--- Exercise objective ---
Collect every line in the rows below that contains the word "ground", and copy each one out in full.

-- START OF Stored records --

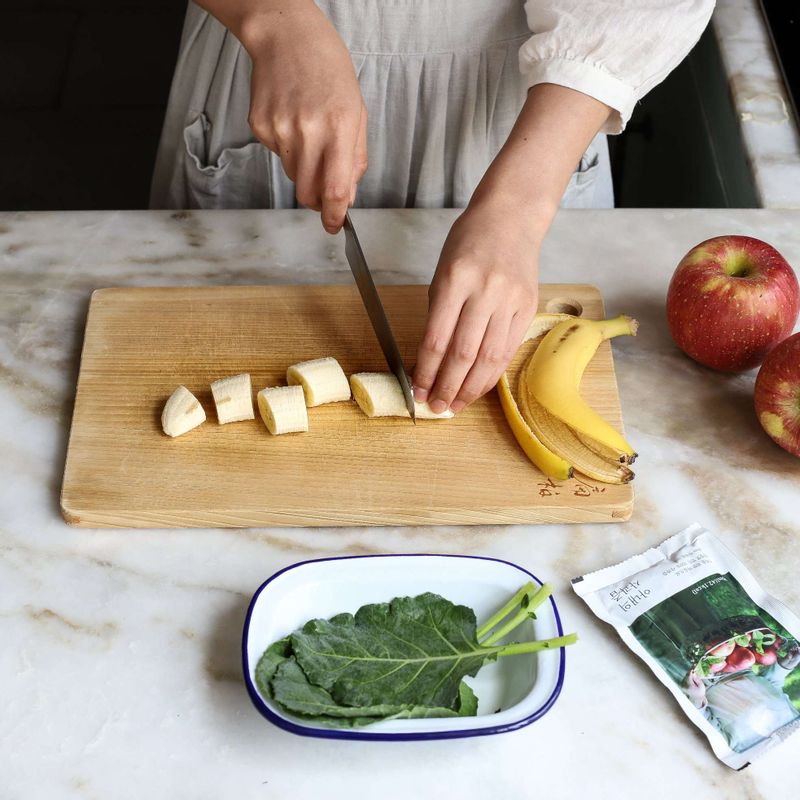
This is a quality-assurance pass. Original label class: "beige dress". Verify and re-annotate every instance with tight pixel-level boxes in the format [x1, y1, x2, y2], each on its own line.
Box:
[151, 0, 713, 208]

-- END OF Stored records --
-- START OF Stored records --

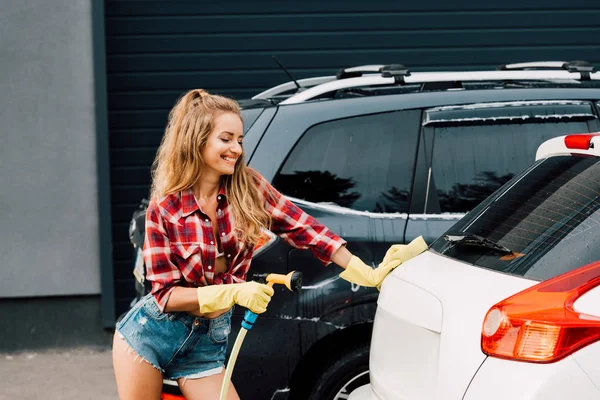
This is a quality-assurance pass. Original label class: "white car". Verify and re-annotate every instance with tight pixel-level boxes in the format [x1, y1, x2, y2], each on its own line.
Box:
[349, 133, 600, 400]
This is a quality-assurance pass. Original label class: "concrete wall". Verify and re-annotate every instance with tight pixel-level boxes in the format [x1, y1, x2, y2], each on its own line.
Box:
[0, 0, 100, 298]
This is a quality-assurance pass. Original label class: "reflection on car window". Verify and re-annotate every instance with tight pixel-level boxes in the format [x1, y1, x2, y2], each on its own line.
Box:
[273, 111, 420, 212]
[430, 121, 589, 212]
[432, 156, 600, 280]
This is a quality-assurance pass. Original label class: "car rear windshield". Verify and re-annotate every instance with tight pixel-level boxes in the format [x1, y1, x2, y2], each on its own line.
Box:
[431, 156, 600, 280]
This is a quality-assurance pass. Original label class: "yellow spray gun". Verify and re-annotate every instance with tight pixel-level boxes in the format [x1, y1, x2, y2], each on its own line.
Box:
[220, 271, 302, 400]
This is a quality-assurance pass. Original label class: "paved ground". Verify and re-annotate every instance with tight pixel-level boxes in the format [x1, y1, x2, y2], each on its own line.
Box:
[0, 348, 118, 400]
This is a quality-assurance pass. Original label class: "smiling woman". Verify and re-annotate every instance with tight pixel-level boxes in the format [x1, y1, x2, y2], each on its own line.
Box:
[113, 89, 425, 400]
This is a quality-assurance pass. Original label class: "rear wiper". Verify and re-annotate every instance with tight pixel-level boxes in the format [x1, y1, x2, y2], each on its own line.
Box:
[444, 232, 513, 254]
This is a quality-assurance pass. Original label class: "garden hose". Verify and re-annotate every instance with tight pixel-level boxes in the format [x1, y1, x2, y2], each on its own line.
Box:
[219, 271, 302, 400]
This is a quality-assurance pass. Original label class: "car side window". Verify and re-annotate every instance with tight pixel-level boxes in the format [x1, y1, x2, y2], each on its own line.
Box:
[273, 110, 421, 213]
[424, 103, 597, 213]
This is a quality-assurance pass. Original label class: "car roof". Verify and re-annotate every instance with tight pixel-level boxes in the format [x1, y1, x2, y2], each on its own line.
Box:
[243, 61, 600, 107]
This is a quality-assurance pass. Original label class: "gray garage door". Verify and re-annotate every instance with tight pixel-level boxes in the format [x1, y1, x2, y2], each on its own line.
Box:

-- END OF Stored records --
-- START OF Stored records --

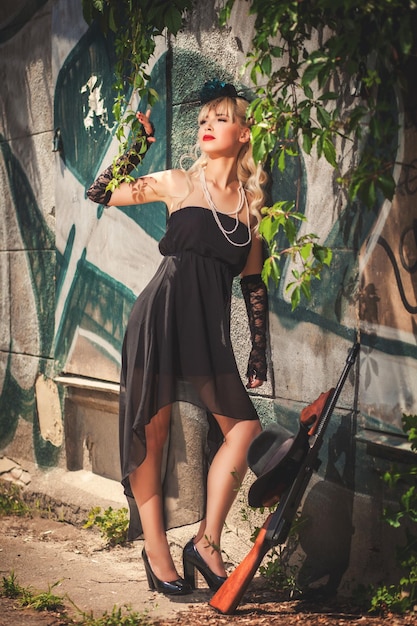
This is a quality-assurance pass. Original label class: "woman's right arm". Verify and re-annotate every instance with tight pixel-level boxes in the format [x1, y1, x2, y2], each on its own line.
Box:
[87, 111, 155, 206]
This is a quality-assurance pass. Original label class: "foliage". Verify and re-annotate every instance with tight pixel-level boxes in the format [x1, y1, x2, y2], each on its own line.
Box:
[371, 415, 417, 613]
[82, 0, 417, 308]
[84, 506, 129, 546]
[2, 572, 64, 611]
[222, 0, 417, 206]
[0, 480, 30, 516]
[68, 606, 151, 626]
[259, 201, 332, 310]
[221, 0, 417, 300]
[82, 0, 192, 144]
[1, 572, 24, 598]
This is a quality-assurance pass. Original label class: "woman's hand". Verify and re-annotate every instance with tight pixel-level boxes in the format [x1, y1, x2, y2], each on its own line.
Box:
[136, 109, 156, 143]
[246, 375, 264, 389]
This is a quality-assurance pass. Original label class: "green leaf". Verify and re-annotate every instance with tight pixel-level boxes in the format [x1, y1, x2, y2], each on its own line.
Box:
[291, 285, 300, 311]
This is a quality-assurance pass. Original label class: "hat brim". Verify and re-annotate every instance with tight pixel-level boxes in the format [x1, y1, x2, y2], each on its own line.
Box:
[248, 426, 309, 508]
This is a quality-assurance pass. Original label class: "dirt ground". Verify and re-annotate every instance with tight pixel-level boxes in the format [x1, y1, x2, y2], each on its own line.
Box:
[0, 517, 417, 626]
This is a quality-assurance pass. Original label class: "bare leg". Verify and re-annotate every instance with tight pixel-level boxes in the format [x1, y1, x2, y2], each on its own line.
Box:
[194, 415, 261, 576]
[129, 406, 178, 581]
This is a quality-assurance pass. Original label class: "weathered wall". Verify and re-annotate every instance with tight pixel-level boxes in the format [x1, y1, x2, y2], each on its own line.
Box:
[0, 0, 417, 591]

-- END OF Stored records --

--- Solution to this exercise ---
This is a quality-assurance pass. Original label class: "paved ground". Verify and re-annotate every instance with tight pixel-level boxes in the format [x1, y1, x2, y2], each on its own line.
This is a quality-assurance pass. Original label class: "dirt ground". Verify and re-annotate every instance with tight pixel-level boxes in the format [x1, y1, x2, y2], each on its own line.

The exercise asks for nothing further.